EXCERPTED PASSAGE START

Read: The NASA diet: Food, but not as we know it
A return mission to Mars is expected to take two to three years.
Darkness, isolation and hostility
“Antarctica is the windiest, highest, driest continent on Earth,” says Kumar, who has felt the effects of living there on both his mind and his body.
“You’re cut off from the rest of the world and in winter, completely cut off as no flights go in or out,” he adds.
Multiple factors make Concordia similar to a journey into outer space, including the long time in confinement, abnormal day and light cycles, extremely dry air, low oxygen levels, limited supplies, no access to services, and general exposure to danger. But according to Kumar, one of the most difficult aspects is the everyday monotony.
“There’s no variation in the environment, it’s dark, it’s white, and it’s bland. It’s monotonous and people really underestimate that,” says Kumar. The environment lacks any sounds, smells, or sights to keep the mind stimulated. So far, the main solution has been exercise but Kumar used writing and photography to keep his brain occupied and free of the effects of sensory deprivation.

EXCERPTED PASSAGE END
INFORMATION SHOWN START

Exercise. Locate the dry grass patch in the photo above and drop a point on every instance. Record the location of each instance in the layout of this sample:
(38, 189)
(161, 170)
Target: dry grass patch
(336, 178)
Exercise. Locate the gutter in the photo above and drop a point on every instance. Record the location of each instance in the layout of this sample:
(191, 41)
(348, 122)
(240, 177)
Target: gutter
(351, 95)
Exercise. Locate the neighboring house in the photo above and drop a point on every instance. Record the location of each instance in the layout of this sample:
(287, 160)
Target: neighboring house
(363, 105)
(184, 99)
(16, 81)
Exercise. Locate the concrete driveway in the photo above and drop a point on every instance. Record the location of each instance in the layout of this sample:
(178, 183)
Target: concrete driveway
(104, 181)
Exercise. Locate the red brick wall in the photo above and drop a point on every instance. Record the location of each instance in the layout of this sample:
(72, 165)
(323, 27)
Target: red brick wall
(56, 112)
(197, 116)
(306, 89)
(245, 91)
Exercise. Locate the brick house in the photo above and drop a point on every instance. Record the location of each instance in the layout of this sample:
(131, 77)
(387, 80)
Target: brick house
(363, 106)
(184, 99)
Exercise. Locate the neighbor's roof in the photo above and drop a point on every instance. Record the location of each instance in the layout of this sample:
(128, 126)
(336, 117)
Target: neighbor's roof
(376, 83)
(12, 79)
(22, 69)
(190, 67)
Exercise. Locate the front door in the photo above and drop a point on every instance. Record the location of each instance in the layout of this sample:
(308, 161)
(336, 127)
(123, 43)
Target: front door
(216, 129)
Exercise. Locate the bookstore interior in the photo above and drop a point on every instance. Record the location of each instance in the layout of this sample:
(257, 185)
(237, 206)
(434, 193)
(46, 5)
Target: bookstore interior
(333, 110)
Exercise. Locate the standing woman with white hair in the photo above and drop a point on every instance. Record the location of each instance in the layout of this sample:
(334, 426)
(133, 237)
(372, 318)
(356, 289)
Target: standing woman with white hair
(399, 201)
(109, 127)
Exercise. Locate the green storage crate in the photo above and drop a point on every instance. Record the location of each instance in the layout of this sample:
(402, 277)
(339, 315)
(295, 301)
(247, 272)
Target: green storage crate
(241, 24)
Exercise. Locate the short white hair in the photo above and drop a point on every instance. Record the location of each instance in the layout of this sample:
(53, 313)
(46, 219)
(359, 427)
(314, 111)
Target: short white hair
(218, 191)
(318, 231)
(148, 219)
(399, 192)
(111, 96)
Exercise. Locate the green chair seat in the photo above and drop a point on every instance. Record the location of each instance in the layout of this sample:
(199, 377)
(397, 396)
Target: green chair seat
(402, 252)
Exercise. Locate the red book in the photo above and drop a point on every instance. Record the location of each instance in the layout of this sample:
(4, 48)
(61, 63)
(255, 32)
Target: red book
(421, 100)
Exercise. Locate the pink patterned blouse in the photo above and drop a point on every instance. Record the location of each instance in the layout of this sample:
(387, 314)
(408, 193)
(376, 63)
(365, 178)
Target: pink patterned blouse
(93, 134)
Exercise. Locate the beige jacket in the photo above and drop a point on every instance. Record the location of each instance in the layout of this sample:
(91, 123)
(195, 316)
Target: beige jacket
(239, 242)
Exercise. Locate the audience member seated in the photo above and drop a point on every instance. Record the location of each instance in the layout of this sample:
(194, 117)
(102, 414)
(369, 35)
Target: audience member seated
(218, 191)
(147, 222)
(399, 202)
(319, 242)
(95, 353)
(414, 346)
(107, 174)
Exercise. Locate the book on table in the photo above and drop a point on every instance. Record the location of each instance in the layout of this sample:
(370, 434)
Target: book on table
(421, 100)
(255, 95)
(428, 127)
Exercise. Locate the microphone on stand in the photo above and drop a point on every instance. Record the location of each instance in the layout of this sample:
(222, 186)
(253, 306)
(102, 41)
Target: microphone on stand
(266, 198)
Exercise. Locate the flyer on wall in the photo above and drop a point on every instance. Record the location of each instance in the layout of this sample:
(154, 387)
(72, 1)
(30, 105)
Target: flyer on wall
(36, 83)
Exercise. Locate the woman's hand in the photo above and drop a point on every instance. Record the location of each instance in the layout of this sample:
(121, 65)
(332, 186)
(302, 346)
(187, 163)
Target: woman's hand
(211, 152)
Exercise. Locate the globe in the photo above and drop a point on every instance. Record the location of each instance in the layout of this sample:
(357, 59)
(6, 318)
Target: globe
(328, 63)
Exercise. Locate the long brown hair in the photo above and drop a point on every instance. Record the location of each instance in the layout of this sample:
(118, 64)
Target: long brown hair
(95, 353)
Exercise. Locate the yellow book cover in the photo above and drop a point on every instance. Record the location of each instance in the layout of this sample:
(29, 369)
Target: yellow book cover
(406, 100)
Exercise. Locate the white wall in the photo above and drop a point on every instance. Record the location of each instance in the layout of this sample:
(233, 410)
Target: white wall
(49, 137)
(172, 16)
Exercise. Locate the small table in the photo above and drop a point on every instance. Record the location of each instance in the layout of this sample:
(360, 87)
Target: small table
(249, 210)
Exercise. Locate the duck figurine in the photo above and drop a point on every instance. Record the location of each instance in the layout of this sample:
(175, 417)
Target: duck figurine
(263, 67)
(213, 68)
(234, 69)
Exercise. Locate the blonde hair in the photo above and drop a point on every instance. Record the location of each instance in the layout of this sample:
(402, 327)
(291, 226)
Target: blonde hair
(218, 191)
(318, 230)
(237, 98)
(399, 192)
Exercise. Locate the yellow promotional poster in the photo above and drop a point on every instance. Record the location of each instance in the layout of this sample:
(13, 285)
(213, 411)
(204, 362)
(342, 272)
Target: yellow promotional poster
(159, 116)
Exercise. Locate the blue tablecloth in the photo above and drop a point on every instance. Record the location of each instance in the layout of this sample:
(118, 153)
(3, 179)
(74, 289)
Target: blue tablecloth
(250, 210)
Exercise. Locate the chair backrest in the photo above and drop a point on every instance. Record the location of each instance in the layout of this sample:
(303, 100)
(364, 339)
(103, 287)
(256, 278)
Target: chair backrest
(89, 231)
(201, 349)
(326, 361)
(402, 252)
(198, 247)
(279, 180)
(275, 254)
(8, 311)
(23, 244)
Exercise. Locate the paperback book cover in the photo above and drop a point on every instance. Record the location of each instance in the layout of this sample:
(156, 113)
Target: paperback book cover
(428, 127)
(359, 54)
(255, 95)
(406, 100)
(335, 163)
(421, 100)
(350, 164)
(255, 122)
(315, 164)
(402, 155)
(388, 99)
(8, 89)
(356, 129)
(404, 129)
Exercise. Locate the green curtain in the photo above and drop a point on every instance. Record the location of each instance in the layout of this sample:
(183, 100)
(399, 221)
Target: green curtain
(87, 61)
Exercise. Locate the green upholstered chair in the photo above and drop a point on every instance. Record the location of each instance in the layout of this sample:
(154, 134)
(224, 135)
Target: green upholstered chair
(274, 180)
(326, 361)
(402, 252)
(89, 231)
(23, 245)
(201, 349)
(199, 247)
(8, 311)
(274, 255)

INFORMATION SHOWN END

## PROBLEM A
Transcribe the Antarctica excerpt from "Read: The NASA" up to and including "the everyday monotony.".
## PROBLEM B
Pick up the passage about life at Concordia in Antarctica where it stops, and continue writing it.

## OUTPUT A
Read: The NASA diet: Food, but not as we know it
A return mission to Mars is expected to take two to three years.
Darkness, isolation and hostility
“Antarctica is the windiest, highest, driest continent on Earth,” says Kumar, who has felt the effects of living there on both his mind and his body.
“You’re cut off from the rest of the world and in winter, completely cut off as no flights go in or out,” he adds.
Multiple factors make Concordia similar to a journey into outer space, including the long time in confinement, abnormal day and light cycles, extremely dry air, low oxygen levels, limited supplies, no access to services, and general exposure to danger. But according to Kumar, one of the most difficult aspects is the everyday monotony.

## OUTPUT B
“You’re so far removed it feels like you’re standing on another planet,” says Kumar.
NASA teams have previously used this southern expanse of ice to prepare their astronauts and scientists. “It’s good to experiment there,” says Mike Barratt, physician astronaut at NASA, who once spent six days living in a cave to gain insight into the impact of isolation.
“The psychological effects are huge,” says Barratt. These typically manifest themselves as depression and psychosis from the extreme isolation. When surrounded by such baroness, with no recognizable features, people can be left feeling distant and alone. “That sense of isolation is strong,” he says.
Astronauts eventually undertaking a Mars mission would be expected to spend two years or more in confined and harsh environments, so any changes in the brain and its behavior will be crucial to gauge before the journey.
Footage courtesy of ESA - European Space Agency
Non-stop jet lag
The lack of daylight when wintering in Antarctica can wreak havoc on the body clock, which uses daylight to maintain its 24-hour cycle. When daylight is removed, the body goes haywire.
“Your hormones start to get misplaced and this causes chaos switching you from Los Angeles to Timbuktu to Fiji time zones week by week,” says Kumar, who is also a research fellow at the University of Fribourg, Switzerland.
Such disruption can lead to people stopping eating and their brain no longer functioning effectively.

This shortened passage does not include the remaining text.